*Data for this exercise:*
········

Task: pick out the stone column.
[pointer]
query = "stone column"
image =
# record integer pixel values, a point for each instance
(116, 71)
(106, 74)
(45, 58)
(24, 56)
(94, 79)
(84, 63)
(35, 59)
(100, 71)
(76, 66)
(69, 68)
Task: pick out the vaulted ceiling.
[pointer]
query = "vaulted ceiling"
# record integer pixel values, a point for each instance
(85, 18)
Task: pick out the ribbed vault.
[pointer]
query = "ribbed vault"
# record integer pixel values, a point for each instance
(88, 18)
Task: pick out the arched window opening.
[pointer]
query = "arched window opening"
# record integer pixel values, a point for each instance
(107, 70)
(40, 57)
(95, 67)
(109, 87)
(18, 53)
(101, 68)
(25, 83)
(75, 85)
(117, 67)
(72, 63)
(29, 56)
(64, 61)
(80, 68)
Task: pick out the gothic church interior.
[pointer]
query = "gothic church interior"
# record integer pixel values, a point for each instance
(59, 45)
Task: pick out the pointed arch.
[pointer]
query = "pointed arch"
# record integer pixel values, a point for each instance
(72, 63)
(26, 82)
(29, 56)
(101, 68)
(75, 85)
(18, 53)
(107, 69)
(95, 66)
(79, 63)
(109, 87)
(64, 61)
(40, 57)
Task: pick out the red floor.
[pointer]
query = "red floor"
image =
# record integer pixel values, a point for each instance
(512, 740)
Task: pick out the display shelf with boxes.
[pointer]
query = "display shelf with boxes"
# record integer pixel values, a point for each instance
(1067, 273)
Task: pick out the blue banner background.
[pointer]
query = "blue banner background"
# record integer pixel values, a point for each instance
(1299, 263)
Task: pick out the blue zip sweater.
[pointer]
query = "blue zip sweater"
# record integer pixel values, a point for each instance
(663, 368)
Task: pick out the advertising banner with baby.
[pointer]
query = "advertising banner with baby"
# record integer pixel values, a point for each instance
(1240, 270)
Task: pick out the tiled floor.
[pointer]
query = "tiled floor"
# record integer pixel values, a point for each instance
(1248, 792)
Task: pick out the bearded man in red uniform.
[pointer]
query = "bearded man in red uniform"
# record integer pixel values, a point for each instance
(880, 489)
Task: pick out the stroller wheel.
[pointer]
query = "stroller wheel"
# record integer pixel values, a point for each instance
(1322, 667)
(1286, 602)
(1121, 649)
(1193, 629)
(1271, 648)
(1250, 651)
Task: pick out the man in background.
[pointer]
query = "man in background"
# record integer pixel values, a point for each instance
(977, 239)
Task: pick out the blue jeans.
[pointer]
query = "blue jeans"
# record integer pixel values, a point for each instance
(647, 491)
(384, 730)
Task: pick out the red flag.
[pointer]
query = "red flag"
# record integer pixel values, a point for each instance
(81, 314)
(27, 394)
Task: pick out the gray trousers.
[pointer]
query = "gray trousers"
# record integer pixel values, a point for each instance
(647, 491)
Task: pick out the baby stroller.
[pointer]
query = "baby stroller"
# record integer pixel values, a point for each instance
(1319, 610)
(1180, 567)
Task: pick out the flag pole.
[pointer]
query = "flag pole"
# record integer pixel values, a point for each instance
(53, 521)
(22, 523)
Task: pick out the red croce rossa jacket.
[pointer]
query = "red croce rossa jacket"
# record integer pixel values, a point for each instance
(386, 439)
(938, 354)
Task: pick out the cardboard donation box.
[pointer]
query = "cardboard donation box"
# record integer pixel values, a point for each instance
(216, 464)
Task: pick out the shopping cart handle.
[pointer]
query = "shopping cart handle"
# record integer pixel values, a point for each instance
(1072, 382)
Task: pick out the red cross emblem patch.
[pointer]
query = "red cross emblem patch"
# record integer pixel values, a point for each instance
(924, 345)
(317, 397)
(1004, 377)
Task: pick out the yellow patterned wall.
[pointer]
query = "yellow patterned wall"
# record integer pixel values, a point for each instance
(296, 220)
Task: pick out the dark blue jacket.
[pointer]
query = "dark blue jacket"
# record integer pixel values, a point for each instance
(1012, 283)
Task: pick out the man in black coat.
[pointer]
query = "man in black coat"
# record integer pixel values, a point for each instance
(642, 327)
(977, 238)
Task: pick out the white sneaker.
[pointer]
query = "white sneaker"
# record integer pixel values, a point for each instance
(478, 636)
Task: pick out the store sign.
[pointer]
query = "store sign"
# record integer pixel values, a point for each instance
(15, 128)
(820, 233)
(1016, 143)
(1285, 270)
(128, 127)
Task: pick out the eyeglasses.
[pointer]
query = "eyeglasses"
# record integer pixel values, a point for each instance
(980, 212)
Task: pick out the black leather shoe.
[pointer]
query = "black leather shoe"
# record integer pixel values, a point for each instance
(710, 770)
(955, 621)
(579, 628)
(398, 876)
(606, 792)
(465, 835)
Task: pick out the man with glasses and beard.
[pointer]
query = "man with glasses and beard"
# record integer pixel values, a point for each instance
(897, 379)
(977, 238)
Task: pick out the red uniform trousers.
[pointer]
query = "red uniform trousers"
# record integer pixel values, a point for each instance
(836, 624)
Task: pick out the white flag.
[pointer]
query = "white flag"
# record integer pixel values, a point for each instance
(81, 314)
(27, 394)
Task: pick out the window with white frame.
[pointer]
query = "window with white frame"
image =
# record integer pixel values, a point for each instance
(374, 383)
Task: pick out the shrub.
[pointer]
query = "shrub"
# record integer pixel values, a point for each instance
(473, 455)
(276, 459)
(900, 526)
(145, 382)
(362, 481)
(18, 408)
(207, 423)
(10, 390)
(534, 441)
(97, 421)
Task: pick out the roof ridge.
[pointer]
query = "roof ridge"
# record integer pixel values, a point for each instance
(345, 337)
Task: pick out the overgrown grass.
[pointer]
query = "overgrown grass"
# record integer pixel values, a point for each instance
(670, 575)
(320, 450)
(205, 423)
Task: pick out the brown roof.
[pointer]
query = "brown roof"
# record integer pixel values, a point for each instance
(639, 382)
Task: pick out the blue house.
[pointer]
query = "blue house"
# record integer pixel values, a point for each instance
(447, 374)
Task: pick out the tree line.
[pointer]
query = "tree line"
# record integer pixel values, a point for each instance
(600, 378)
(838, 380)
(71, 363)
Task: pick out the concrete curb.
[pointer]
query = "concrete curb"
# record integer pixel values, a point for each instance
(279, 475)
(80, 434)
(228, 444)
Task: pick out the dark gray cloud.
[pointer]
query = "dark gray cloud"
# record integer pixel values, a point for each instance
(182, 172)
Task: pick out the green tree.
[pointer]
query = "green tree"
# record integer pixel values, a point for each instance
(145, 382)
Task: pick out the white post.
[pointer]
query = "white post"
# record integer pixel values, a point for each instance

········

*Your task:*
Would you restate all of the material, word for word?

*Answer to this exercise:*
Task: pick out the stone column.
[pointer]
query = "stone column"
image =
# record integer pixel values, a point for each instance
(116, 71)
(106, 74)
(45, 58)
(24, 56)
(94, 79)
(84, 63)
(35, 59)
(100, 71)
(76, 66)
(69, 68)
Task: pick out the vaulted ceiling.
[pointer]
query = "vaulted ceiling"
# record integer pixel values, a point for each instance
(85, 18)
Task: pick out the ribbed vault.
[pointer]
query = "ribbed vault"
# record integer pixel values, a point for each instance
(88, 18)
Task: pick out the arched window opening.
[pointer]
query = "arched window opening"
# record integer pixel values, a point for each instance
(107, 70)
(40, 57)
(95, 67)
(109, 87)
(18, 53)
(101, 68)
(25, 83)
(75, 85)
(117, 67)
(72, 63)
(29, 56)
(64, 61)
(80, 68)
Task: pick out the gothic church interior.
[pointer]
query = "gothic church interior"
# record integer pixel values, a point for each instance
(59, 45)
Task: pick out the pointed arch.
[pointer]
query = "pointed arch"
# record integer pixel values, a point for each instance
(72, 63)
(26, 82)
(29, 56)
(101, 68)
(75, 85)
(18, 53)
(107, 69)
(95, 66)
(79, 63)
(109, 87)
(64, 61)
(40, 57)
Task: pick out the red floor.
[pointer]
query = "red floor"
image =
# record integer pixel values, a point for each instance
(512, 740)
Task: pick out the display shelf with boxes.
[pointer]
query = "display shelf with boxes"
# record integer pixel values, a point for each instance
(1067, 273)
Task: pick out the blue banner background.
[pointer]
query = "blue banner background"
# record integer pixel values, a point for each instance
(1299, 263)
Task: pick out the blue zip sweater.
[pointer]
query = "blue zip sweater"
# record integer pixel values, a point for each instance
(663, 368)
Task: pick out the advertising banner with baby.
[pointer]
query = "advertising banner with baby"
# record integer pixel values, a point for each instance
(1240, 270)
Task: pick out the tiled floor.
[pointer]
query = "tiled floor"
# record integer pixel values, a point for each instance
(1248, 792)
Task: pick out the bearded man in red uniform.
[pointer]
query = "bearded man in red uniform"
# record integer pixel values, a point for each instance
(880, 489)
Task: pick out the stroller wheel.
[pointer]
query = "stroller wheel"
# record integer pixel values, a point for each instance
(1322, 667)
(1286, 602)
(1121, 649)
(1193, 629)
(1271, 648)
(1250, 651)
Task: pick out the man in background.
[pointer]
query = "man in background"
# record integer pixel values, a point for each instance
(977, 239)
Task: pick out the blue jeans.
[pointer]
query = "blue jeans"
# record integer pixel values, a point for each instance
(647, 491)
(384, 730)
Task: pick out the red flag.
[pointer]
query = "red flag"
# record integer pixel values, a point for each instance
(81, 314)
(27, 394)
Task: pick out the gray trousers.
[pointer]
query = "gray trousers"
# record integer pixel values, a point for each instance
(647, 491)
Task: pick out the baby stroller.
[pointer]
query = "baby stroller"
# record integer pixel values, a point for each instance
(1319, 610)
(1180, 567)
Task: pick out the flag pole.
[pointer]
query = "flag pole"
# record integer pixel values, a point for each instance
(53, 521)
(22, 523)
Task: pick out the red croce rossa jacket.
[pointer]
query = "red croce rossa jacket"
# record integer pixel values, a point for each instance
(386, 439)
(938, 354)
Task: pick out the cardboard donation box.
[pointer]
query = "cardboard donation box"
# record integer pixel values, a point for each instance
(216, 464)
Task: pick out the shopping cart handle.
[pointer]
query = "shopping cart handle"
# record integer pixel values, a point for each instance
(1072, 382)
Task: pick out the red cross emblem patch.
[pointer]
query = "red cross emblem patch"
# record integer pixel values, a point for each instance
(924, 345)
(317, 397)
(1004, 377)
Task: pick out the yellow patterned wall.
[pointer]
query = "yellow patterned wall"
# record integer pixel values, a point for each instance
(296, 220)
Task: pick out the dark blue jacket.
[pointer]
query = "dark blue jacket"
# record integer pixel values, a point for each instance
(1012, 283)
Task: pick out the man in black coat.
[pointer]
query = "man in black coat"
# record integer pixel values, a point for each instance
(642, 327)
(977, 238)
Task: pick out the white sneaker.
[pointer]
query = "white sneaker"
# record integer pixel values, a point for each instance
(478, 636)
Task: pick out the store sign.
[pointer]
query = "store sign"
# record integer pixel values, a point for each instance
(15, 128)
(820, 233)
(1016, 143)
(1285, 270)
(128, 127)
Task: pick out the eyeglasses.
[pointer]
query = "eyeglasses"
# record integer pixel values, a point for each instance
(980, 212)
Task: pick out the black leather shoe.
[pointer]
query = "black leather shoe"
# record integer pixel values, a point for each instance
(710, 770)
(955, 621)
(579, 628)
(398, 876)
(606, 792)
(465, 835)
Task: pick out the man with glasses and beard.
[pointer]
query = "man with glasses and beard"
# record integer pixel values, a point for each instance
(897, 379)
(977, 238)
Task: pick out the red uniform trousers.
[pointer]
query = "red uniform trousers"
# record integer pixel values, a point for each instance
(836, 624)
Task: pick out the white flag.
[pointer]
query = "white flag"
# record integer pixel values, a point for each instance
(81, 314)
(27, 394)
Task: pick out the window with white frame.
[pointer]
query = "window with white frame"
image =
# record integer pixel values, a point for each instance
(374, 383)
Task: pick out the shrub.
[pointer]
query = "shrub"
# record integer pixel values, a point for each instance
(473, 455)
(276, 459)
(900, 526)
(145, 382)
(362, 481)
(18, 408)
(207, 423)
(10, 390)
(534, 441)
(97, 421)
Task: pick out the roof ridge.
[pointer]
query = "roof ridge"
# record integer pixel values, a point for each instance
(345, 337)
Task: pick out the overgrown grass.
[pointer]
query = "overgrown grass"
# record integer pixel values, a point for each instance
(670, 575)
(320, 450)
(205, 423)
Task: pick out the brown roof.
[pointer]
query = "brown roof"
# record integer pixel values, a point for each instance
(639, 382)
Task: pick out the blue house.
[pointer]
query = "blue house"
# record integer pixel values, a point for each instance
(447, 374)
Task: pick out the tree line.
[pointer]
query = "tree line"
# record integer pixel values, a point for each instance
(600, 378)
(838, 380)
(71, 363)
Task: pick out the concrete curb.
[pointer]
query = "concrete curb"
# record integer pixel values, a point for each instance
(279, 475)
(80, 434)
(228, 444)
Task: pick out the dark gray cloud.
[pointer]
query = "dark gray cloud"
# record integer pixel values, a point for each instance
(182, 172)
Task: pick out the green tree.
[pointer]
query = "green tree"
# record integer pixel values, a point for each instance
(145, 382)
Task: pick out the white post.
[pointer]
query = "white post"
# record integer pixel values, a point for each instance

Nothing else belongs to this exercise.